Data listing:
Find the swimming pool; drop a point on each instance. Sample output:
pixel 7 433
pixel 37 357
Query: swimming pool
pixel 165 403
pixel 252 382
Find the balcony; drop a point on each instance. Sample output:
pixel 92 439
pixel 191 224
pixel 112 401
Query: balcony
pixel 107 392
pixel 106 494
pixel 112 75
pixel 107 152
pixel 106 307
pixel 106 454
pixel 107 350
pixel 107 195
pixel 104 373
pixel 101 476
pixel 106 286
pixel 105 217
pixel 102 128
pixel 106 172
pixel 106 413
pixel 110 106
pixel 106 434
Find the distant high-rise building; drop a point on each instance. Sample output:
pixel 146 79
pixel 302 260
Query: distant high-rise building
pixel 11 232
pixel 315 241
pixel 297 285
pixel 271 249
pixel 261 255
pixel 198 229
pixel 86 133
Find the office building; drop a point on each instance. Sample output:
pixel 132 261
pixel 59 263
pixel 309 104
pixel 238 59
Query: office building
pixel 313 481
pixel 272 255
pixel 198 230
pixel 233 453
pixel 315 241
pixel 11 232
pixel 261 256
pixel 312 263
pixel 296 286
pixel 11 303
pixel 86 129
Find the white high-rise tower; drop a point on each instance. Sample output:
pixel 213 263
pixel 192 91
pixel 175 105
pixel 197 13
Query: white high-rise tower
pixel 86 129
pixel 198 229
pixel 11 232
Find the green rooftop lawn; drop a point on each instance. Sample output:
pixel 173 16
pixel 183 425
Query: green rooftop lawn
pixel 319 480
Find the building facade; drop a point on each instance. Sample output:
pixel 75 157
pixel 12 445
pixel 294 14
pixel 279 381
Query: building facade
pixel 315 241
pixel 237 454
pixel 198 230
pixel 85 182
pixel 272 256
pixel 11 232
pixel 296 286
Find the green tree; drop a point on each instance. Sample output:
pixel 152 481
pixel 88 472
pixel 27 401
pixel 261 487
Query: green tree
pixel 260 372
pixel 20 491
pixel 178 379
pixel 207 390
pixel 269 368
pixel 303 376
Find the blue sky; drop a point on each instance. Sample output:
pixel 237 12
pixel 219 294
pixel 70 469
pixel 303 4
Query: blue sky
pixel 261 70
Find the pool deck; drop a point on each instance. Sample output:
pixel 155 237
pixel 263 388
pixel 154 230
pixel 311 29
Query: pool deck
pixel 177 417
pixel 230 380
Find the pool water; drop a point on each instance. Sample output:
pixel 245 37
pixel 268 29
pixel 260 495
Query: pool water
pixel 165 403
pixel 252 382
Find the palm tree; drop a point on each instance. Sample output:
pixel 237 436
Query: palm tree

• **Written task**
Rewrite the stretch from the line containing "Find the pool water;" through the end of the material, putting "coconut palm" wherever "palm tree" appears and leaving everything else unchanged.

• **Answer to this exercise**
Find the pool water; drop a point on each instance. Sample output:
pixel 245 37
pixel 268 29
pixel 260 495
Query: pool water
pixel 165 403
pixel 252 382
Find the coconut palm; drop a point on each instance. Sample output:
pixel 237 436
Query: coconut palm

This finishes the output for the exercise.